** start of PROVIDED MATERIAL **
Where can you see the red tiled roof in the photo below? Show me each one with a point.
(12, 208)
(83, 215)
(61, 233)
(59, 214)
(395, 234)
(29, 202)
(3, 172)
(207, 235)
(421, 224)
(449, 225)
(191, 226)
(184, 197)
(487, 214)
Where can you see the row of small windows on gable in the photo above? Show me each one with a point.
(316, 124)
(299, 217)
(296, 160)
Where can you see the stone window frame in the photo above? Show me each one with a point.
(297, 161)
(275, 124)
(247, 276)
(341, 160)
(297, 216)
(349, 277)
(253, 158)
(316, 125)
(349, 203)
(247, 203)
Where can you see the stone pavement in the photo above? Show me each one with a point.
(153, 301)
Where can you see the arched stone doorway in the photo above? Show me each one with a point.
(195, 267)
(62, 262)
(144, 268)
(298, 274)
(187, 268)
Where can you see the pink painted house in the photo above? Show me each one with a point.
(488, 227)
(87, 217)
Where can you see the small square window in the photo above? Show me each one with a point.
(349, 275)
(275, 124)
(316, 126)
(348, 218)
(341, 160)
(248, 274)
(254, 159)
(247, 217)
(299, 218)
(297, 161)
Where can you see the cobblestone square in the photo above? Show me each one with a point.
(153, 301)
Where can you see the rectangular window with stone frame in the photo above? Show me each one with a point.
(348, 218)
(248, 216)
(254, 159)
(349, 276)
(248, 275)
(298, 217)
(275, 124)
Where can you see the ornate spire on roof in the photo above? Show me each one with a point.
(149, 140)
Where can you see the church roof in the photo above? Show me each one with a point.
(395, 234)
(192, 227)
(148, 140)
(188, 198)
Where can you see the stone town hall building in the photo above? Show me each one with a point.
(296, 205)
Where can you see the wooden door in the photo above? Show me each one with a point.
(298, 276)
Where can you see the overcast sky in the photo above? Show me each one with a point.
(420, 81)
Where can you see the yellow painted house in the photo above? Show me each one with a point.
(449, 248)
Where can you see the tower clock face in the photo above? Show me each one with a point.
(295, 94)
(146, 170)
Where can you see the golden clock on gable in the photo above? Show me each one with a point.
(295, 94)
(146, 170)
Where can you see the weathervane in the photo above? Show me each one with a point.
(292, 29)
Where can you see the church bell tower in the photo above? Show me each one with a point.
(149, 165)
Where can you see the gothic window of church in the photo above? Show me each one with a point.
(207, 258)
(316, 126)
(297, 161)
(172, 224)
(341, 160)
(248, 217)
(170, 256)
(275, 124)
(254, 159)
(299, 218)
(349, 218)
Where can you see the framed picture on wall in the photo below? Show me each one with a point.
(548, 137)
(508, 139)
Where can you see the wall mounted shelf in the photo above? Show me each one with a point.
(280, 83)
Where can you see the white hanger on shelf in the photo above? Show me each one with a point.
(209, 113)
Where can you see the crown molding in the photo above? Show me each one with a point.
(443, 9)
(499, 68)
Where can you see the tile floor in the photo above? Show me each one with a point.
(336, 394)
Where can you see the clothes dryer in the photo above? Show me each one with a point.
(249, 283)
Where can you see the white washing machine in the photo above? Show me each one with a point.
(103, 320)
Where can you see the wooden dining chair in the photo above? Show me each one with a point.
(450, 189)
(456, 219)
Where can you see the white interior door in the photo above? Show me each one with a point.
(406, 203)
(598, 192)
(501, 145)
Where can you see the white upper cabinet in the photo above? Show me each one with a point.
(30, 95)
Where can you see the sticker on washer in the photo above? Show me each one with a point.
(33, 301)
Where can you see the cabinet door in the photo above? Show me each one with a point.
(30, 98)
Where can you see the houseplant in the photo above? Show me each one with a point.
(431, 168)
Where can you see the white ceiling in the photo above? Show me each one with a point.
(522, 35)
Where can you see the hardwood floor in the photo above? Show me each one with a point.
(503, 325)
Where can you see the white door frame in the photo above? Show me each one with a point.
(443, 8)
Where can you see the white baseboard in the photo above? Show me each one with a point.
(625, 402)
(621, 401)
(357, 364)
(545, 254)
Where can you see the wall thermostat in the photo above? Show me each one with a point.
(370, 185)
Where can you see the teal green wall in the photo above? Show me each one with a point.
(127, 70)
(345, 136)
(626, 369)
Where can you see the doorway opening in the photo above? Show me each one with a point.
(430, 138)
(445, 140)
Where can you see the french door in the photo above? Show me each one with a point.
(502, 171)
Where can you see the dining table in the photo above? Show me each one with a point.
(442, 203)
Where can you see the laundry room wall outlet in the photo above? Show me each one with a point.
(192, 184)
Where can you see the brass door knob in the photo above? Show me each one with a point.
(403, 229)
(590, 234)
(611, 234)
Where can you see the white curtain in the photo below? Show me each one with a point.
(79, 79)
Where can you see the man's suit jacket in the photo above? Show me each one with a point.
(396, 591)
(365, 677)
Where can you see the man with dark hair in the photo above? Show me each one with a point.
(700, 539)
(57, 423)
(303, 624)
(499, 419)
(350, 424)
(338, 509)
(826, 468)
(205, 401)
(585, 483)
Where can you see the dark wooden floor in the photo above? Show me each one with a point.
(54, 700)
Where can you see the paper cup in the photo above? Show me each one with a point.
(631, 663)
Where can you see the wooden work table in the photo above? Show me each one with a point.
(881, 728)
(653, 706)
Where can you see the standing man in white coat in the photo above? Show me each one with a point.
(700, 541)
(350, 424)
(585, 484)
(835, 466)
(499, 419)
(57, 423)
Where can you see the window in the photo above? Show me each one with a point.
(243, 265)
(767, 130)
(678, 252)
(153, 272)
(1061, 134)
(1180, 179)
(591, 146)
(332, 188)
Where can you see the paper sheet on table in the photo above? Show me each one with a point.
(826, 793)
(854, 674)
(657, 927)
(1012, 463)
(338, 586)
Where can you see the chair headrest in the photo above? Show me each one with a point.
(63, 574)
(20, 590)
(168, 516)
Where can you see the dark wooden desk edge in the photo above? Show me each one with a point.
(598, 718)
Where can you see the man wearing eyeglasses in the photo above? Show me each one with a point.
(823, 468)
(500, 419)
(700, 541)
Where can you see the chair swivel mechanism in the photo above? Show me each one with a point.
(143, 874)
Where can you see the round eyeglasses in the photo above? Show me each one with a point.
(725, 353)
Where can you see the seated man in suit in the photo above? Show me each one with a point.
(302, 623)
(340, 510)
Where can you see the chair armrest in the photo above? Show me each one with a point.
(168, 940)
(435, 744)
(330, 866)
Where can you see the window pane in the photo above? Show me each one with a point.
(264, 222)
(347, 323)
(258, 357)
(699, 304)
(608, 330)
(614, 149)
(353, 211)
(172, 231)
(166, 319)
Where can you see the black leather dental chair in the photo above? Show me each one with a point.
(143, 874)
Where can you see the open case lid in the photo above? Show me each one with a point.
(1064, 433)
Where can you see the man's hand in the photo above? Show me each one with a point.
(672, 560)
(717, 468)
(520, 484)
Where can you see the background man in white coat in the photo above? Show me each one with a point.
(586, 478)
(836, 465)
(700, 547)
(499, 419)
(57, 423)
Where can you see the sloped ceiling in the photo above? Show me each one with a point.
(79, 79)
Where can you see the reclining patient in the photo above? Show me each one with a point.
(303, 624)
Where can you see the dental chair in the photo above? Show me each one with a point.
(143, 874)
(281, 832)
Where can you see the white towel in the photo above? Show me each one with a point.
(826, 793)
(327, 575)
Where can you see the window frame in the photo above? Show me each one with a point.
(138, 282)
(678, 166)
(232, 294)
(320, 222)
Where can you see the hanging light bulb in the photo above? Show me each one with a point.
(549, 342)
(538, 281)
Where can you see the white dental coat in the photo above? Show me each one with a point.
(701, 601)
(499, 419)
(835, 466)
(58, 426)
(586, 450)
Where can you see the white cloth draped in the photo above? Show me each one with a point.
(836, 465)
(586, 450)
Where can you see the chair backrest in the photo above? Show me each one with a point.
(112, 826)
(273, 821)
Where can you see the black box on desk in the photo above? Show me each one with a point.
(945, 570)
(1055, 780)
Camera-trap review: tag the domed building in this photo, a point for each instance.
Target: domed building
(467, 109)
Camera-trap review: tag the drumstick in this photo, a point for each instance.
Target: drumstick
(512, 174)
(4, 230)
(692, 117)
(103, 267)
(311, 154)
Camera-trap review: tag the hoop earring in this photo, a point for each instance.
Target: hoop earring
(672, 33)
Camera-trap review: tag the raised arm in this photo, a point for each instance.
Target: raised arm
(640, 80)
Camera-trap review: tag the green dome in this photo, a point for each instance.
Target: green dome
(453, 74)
** end of PROVIDED MATERIAL **
● **INSTRUCTIONS TO FOLLOW**: Reproduce the items starting with the line that contains "Where can you see the window pane" and going on through the line that contains "(1064, 433)", substituting "with a marker" for every "with a point" and leaving everything else unchanged.

● **COMPLETE RESPONSE**:
Where can you see the window pane in the photo above? Show me each one with a marker.
(264, 222)
(347, 323)
(258, 357)
(699, 304)
(608, 330)
(614, 149)
(353, 211)
(172, 231)
(166, 319)
Where can you see the black leather dental chair in the photo above? Show me each one with a marker.
(143, 874)
Where can you see the open case lid in the photo above? Show me each one with a marker.
(1064, 433)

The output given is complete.